### Exercise brief
Copy exactly the lines from the one containing "Task: point out the red brick" through the last line of the records, both included, and nothing more.
[[ Records, beginning ]]
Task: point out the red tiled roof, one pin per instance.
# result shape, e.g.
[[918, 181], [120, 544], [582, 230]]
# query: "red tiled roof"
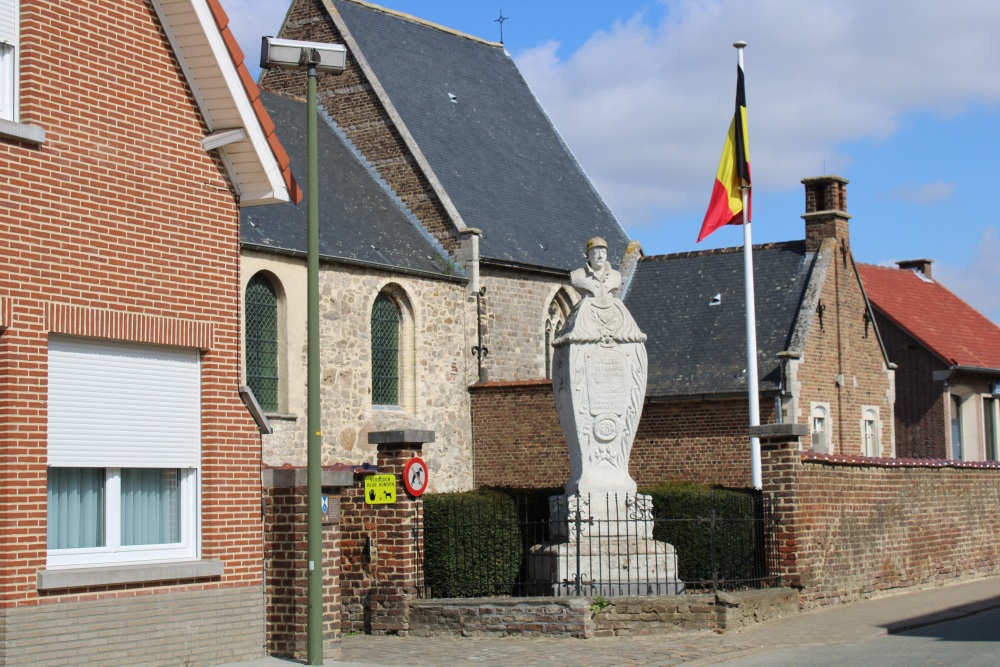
[[253, 93], [938, 319]]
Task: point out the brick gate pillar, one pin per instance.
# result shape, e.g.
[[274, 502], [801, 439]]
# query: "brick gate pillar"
[[398, 536], [781, 463]]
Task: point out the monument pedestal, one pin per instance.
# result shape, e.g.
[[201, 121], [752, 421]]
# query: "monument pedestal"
[[604, 546]]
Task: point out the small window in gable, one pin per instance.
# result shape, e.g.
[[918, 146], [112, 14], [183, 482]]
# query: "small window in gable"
[[261, 313], [870, 428], [820, 428]]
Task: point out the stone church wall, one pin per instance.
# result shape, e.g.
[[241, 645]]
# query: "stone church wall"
[[437, 366]]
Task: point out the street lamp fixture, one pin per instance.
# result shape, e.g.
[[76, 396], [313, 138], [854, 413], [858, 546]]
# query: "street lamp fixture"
[[313, 57], [295, 54]]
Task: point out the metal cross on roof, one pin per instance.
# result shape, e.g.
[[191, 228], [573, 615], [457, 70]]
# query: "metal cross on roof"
[[500, 21]]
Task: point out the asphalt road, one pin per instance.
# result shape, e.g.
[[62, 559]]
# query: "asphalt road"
[[973, 641]]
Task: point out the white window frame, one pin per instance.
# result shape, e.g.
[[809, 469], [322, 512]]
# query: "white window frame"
[[9, 53], [114, 553], [871, 431], [104, 422], [822, 442]]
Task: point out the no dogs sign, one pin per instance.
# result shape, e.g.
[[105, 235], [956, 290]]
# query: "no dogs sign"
[[415, 476]]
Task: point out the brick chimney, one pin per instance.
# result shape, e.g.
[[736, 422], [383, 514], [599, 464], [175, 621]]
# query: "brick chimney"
[[921, 265], [826, 211]]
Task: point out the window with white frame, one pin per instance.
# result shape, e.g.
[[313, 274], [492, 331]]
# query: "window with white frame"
[[957, 434], [991, 418], [820, 428], [9, 20], [124, 453], [870, 428]]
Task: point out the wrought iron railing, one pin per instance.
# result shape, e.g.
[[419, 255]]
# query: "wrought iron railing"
[[523, 544]]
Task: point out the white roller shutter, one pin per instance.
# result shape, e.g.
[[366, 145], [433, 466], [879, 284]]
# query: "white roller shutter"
[[8, 22], [120, 405]]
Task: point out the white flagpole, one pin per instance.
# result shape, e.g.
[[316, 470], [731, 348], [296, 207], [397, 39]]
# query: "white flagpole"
[[754, 398]]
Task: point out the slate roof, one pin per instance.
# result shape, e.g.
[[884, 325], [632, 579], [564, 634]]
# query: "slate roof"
[[360, 221], [495, 152], [697, 349], [949, 327]]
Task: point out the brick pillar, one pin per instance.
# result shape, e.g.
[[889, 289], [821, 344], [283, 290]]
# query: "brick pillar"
[[781, 465], [398, 553], [285, 493]]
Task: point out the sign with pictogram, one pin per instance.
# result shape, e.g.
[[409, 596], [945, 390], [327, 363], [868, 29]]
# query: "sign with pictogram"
[[380, 489], [415, 476]]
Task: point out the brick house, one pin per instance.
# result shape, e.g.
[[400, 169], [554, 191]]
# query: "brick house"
[[445, 188], [949, 364], [129, 466], [820, 360]]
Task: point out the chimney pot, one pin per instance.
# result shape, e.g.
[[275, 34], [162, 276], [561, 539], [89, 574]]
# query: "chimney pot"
[[921, 265]]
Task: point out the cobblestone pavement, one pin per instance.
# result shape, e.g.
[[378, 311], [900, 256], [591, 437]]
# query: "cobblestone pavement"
[[639, 651]]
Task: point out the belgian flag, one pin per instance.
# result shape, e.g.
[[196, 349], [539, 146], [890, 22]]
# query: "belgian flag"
[[726, 205]]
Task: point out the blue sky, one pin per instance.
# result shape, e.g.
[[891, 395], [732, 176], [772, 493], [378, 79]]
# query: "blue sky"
[[900, 97]]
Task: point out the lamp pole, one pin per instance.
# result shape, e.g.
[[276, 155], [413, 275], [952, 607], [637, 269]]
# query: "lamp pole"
[[314, 57], [314, 449]]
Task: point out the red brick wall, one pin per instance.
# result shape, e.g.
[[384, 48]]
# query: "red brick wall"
[[518, 441], [845, 346], [123, 215], [851, 527], [921, 421], [381, 547]]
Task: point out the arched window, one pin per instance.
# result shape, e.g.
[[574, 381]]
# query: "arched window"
[[261, 312], [555, 319], [385, 351]]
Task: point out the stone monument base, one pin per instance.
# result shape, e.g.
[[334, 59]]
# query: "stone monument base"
[[603, 545]]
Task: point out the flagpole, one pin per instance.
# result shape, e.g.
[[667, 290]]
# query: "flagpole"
[[752, 395]]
[[ Records, end ]]
### Written solution
Task: point out the red brick wall, one pin per instance.
# result shape, e.g.
[[384, 48]]
# query: "red brick wall"
[[518, 441], [845, 346], [123, 215], [851, 527], [921, 421], [381, 547]]
Task: point out the arched window, one pin per instance.
# result shape, e.g.
[[574, 381]]
# query: "arched window"
[[261, 312], [555, 319], [385, 351]]
Task: point out the stone monument base, one pin per instance.
# result shape, e.g.
[[334, 59]]
# query: "stone monument base"
[[603, 545]]
Task: point out the flagpole, one pin per instance.
# result shape, e.g.
[[667, 290]]
# query: "flagpole"
[[752, 395]]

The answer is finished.